TASK DESCRIPTION. Render every line of the entries below as a Markdown table with the columns Row and Text, numbering the rows in order and leaving out blank lines.

--- start of SUPPLIED RECORDS ---

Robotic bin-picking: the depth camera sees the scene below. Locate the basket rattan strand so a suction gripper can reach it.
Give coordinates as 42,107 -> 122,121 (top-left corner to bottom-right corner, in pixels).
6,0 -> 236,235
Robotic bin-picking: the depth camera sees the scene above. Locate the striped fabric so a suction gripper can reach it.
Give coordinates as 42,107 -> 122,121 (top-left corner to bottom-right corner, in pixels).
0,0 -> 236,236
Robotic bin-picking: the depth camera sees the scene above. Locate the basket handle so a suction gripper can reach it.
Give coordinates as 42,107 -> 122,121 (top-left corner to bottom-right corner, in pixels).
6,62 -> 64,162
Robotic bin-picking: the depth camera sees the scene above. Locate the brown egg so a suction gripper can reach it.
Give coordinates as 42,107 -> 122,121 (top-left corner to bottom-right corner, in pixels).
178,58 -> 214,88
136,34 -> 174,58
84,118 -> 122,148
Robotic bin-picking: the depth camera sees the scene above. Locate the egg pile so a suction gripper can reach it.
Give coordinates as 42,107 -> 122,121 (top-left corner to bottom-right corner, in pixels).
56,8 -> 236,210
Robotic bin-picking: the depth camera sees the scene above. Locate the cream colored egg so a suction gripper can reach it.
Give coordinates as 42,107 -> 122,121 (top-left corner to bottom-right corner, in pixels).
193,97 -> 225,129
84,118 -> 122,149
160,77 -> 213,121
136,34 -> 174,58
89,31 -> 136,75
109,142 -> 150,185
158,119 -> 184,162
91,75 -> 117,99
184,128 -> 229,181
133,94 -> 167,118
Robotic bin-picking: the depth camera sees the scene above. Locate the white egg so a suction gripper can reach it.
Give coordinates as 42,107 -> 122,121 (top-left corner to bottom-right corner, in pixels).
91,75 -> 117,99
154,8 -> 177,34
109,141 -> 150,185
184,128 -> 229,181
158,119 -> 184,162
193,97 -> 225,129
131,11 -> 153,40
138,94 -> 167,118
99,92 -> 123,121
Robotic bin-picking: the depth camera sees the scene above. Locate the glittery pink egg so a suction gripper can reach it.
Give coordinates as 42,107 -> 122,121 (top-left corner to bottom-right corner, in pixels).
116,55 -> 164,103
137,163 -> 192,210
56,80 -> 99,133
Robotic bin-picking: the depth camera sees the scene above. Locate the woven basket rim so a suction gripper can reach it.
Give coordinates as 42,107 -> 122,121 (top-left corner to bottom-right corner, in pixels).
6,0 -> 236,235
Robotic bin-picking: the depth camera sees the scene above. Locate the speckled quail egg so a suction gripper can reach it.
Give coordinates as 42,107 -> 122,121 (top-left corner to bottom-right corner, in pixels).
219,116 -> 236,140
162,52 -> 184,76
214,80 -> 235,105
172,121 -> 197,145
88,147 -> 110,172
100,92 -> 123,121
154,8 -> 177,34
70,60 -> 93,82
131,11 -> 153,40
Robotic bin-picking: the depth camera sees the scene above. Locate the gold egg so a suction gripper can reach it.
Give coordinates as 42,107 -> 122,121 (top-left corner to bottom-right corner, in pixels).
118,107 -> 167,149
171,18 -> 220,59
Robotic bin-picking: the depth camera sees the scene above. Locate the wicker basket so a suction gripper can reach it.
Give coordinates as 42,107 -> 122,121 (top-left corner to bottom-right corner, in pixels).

--- end of SUPPLIED RECORDS ---

SOLVED PROBLEM.
| Row | Text |
|---|---|
| 1 | Robotic bin-picking: the depth camera sees the scene below. Locate the basket rattan strand so a suction gripper can reach it. |
| 2 | Give coordinates as 42,107 -> 122,121 (top-left corner to bottom-right corner, in pixels). |
| 3 | 6,0 -> 236,235 |
| 4 | Robotic bin-picking: the depth camera sees the scene above. Locate the striped fabric so a suction gripper can reach it. |
| 5 | Give coordinates as 42,107 -> 122,121 (top-left corner to bottom-right corner, in pixels). |
| 6 | 0,0 -> 236,236 |
| 7 | Robotic bin-picking: the depth camera sees the scene above. Locate the basket handle so a suction gripper can reach it. |
| 8 | Give coordinates as 42,107 -> 122,121 (top-left corner to bottom-right corner, in pixels). |
| 9 | 6,62 -> 64,162 |
| 10 | Robotic bin-picking: the depth camera sees the scene above. Locate the brown egg so a suction gripper can reach it. |
| 11 | Give coordinates as 42,107 -> 122,121 (top-left corner to bottom-right corner, in pixels). |
| 12 | 178,58 -> 214,88 |
| 13 | 136,34 -> 174,58 |
| 14 | 84,118 -> 122,148 |
| 15 | Robotic bin-picking: the depth camera sees the scene above. Locate the egg pile so a suction gripper can reach it. |
| 16 | Give coordinates as 42,107 -> 122,121 (top-left corner to bottom-right corner, in pixels). |
| 17 | 56,8 -> 236,210 |
| 18 | Robotic bin-picking: the depth camera sees the scene above. Locate the cream colored egg so a suction gripper can reach it. |
| 19 | Give coordinates as 42,107 -> 122,121 (top-left corner to bottom-right corner, in pixels). |
| 20 | 193,97 -> 225,129 |
| 21 | 84,118 -> 122,149 |
| 22 | 160,77 -> 213,121 |
| 23 | 136,34 -> 174,58 |
| 24 | 89,31 -> 136,75 |
| 25 | 109,142 -> 150,185 |
| 26 | 158,119 -> 184,162 |
| 27 | 91,75 -> 117,99 |
| 28 | 184,128 -> 229,181 |
| 29 | 133,94 -> 167,118 |
| 30 | Robotic bin-picking: the depth camera sees the scene above. Locate the white egg so a suction gripper can reach it. |
| 31 | Give coordinates as 42,107 -> 122,121 (top-left corner to bottom-right corner, in pixels). |
| 32 | 91,75 -> 117,99 |
| 33 | 154,8 -> 177,34 |
| 34 | 109,141 -> 150,185 |
| 35 | 184,128 -> 229,181 |
| 36 | 158,119 -> 184,162 |
| 37 | 193,97 -> 225,129 |
| 38 | 131,11 -> 153,40 |
| 39 | 138,94 -> 167,118 |
| 40 | 99,92 -> 123,121 |
| 41 | Robotic bin-picking: the depth camera sees the scene above. Locate the glittery pink egg so a suction gripper can reach it. |
| 42 | Give coordinates as 42,107 -> 122,121 (top-left corner to bottom-right corner, in pixels). |
| 43 | 116,55 -> 164,103 |
| 44 | 137,163 -> 192,210 |
| 45 | 56,80 -> 99,133 |
| 46 | Robotic bin-picking: the depth camera sees the scene above. Locate the woven basket rim so a suction gripper can reach it. |
| 47 | Give coordinates as 42,107 -> 122,121 (top-left corner to bottom-right corner, in pixels). |
| 48 | 6,0 -> 236,235 |
| 49 | Robotic bin-picking: the depth camera sees the scene above. Locate the speckled quail egg so a suction gripper can reach it. |
| 50 | Give coordinates as 42,107 -> 122,121 (top-left corner to bottom-right corner, in pixels). |
| 51 | 219,116 -> 236,140 |
| 52 | 162,52 -> 184,76 |
| 53 | 214,80 -> 235,105 |
| 54 | 172,121 -> 197,145 |
| 55 | 88,147 -> 110,172 |
| 56 | 100,92 -> 123,121 |
| 57 | 154,8 -> 177,34 |
| 58 | 70,60 -> 93,82 |
| 59 | 131,11 -> 153,40 |
| 60 | Robotic bin-picking: the depth camera sees the scene above. Locate the gold egg so a suction gripper can reach it. |
| 61 | Give coordinates as 42,107 -> 122,121 (top-left corner to bottom-right corner, in pixels). |
| 62 | 118,107 -> 167,149 |
| 63 | 171,18 -> 220,59 |
| 64 | Robotic bin-picking: the depth camera sees the scene above. Locate the wicker basket so a suction gripper can reach it. |
| 65 | Give coordinates as 42,107 -> 122,121 (top-left corner to bottom-right corner, in pixels). |